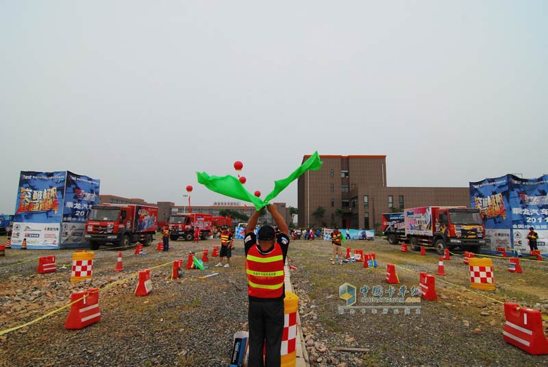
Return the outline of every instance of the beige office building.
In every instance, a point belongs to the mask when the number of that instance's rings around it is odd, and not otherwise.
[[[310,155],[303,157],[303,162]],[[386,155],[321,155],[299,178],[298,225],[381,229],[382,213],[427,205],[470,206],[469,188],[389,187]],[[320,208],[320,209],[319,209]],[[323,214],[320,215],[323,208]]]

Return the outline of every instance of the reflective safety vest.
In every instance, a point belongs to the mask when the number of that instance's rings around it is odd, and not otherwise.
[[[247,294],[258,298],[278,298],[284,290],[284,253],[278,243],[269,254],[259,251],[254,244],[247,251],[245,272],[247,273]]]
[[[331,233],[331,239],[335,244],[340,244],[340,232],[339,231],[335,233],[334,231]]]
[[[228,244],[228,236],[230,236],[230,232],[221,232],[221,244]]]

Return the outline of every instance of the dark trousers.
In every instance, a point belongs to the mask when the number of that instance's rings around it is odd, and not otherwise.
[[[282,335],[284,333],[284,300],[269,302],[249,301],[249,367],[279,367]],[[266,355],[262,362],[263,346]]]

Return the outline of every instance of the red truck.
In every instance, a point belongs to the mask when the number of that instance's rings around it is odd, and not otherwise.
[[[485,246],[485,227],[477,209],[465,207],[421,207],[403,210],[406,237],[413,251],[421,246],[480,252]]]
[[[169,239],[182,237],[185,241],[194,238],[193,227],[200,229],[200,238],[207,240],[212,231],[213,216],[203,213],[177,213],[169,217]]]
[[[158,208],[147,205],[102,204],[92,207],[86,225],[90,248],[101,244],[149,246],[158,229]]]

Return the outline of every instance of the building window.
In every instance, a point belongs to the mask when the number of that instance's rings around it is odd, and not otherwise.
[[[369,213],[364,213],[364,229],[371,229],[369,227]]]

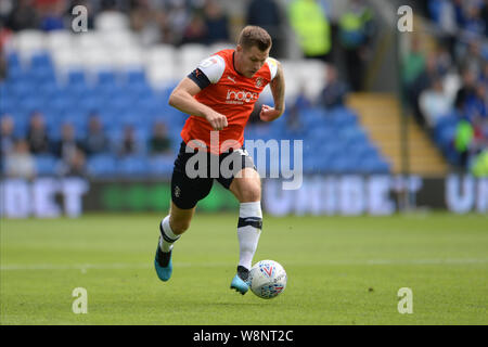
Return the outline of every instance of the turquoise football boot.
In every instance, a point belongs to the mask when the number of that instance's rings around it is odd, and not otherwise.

-.-.-

**WHAT YOU ARE ASKED TO DO:**
Pull out every line of the records above that contains the string "building". Case counts.

**TASK ANSWER:**
Return the outline of every instance of the beige office building.
Return the outline of every instance of the building window.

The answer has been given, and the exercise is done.